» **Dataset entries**
----------------------------------------

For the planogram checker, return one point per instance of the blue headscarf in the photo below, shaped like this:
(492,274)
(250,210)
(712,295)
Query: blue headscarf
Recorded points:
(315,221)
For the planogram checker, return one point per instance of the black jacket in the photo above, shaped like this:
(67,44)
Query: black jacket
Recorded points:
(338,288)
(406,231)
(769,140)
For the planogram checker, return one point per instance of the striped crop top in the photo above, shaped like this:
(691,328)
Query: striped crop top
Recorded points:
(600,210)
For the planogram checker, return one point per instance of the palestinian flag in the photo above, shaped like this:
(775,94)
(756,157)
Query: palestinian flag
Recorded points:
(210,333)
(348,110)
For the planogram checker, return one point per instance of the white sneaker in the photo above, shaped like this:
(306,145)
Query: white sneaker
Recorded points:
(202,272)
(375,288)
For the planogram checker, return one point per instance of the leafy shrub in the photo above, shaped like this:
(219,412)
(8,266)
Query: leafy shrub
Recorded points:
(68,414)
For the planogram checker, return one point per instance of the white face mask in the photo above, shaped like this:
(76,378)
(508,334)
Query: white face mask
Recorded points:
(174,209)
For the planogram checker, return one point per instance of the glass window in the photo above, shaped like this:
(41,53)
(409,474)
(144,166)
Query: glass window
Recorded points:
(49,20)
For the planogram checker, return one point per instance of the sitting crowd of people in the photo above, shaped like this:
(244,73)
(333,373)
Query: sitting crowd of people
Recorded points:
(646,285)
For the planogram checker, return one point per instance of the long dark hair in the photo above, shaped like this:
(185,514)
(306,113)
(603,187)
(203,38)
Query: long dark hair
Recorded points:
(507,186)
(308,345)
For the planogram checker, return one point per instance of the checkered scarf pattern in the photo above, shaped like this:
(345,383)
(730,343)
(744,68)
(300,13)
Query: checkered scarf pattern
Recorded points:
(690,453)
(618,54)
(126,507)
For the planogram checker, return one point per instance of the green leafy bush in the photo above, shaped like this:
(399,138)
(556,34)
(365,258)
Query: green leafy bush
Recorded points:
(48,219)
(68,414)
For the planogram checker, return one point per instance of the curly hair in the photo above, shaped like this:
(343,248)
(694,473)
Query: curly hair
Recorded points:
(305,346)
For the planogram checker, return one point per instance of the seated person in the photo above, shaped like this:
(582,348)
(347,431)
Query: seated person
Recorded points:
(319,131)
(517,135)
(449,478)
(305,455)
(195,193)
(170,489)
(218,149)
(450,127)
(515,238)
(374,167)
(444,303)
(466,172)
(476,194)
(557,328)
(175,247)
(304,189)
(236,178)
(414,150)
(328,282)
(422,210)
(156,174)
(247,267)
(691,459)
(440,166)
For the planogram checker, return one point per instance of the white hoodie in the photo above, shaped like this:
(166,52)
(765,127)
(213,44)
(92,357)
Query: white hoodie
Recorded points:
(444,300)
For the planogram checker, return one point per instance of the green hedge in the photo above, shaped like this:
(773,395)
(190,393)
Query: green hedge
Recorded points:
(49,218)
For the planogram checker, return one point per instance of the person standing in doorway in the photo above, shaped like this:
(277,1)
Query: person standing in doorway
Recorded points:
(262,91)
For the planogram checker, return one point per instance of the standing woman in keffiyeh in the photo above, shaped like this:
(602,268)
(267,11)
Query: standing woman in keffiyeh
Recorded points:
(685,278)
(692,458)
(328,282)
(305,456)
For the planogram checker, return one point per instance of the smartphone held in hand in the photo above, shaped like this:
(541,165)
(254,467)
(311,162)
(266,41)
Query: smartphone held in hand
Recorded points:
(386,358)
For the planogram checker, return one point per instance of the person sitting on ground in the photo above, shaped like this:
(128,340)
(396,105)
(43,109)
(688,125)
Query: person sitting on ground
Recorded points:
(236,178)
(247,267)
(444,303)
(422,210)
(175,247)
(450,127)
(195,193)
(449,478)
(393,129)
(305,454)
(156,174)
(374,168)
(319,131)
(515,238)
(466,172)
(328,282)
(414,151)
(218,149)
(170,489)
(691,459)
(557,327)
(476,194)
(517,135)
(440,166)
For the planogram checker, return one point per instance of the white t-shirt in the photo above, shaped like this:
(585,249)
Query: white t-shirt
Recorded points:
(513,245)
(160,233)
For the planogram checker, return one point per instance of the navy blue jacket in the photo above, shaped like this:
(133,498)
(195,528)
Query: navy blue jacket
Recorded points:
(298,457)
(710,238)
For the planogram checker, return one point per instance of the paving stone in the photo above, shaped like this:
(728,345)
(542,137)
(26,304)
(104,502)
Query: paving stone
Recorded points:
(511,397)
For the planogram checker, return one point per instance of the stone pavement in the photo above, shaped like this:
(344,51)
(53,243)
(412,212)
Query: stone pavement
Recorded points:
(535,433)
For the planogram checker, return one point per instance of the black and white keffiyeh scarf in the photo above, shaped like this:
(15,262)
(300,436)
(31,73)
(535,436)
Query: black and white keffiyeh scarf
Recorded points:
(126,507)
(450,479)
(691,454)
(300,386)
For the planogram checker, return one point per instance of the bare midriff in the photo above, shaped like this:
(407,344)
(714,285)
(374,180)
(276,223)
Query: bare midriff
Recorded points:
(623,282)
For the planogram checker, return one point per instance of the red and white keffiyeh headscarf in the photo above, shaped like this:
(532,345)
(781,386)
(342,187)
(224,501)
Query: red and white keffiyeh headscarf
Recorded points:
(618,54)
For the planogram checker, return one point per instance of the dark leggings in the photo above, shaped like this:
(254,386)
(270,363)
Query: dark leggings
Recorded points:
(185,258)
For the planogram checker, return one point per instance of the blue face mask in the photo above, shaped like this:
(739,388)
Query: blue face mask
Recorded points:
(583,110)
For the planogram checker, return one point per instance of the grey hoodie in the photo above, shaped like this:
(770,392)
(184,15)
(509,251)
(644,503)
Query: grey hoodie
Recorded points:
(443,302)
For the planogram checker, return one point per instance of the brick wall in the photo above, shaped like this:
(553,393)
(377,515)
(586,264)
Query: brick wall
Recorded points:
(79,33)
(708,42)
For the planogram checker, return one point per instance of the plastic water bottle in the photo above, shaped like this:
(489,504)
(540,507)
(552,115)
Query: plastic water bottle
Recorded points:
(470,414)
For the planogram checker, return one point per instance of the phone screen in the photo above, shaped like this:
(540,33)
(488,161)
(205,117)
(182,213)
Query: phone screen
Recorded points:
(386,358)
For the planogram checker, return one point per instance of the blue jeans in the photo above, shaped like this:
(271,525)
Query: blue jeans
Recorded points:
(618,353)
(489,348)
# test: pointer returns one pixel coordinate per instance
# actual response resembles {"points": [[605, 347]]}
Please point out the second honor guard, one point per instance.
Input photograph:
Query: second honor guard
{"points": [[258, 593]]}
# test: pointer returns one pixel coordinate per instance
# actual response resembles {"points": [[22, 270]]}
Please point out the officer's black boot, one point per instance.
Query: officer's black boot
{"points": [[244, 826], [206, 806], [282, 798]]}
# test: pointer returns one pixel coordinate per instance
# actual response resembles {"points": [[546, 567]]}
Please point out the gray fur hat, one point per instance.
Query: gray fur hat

----------------------------------------

» **The task**
Pull out the lines above in which the word "stone" appears.

» **Exercise response**
For the planogram checker, return one point per instance of the paving stone in the photo above, shaped like this:
Query: paving stone
For the planogram checker, return one point per instance of the stone pavement in the photo above, shaped like this:
Query: stone pavement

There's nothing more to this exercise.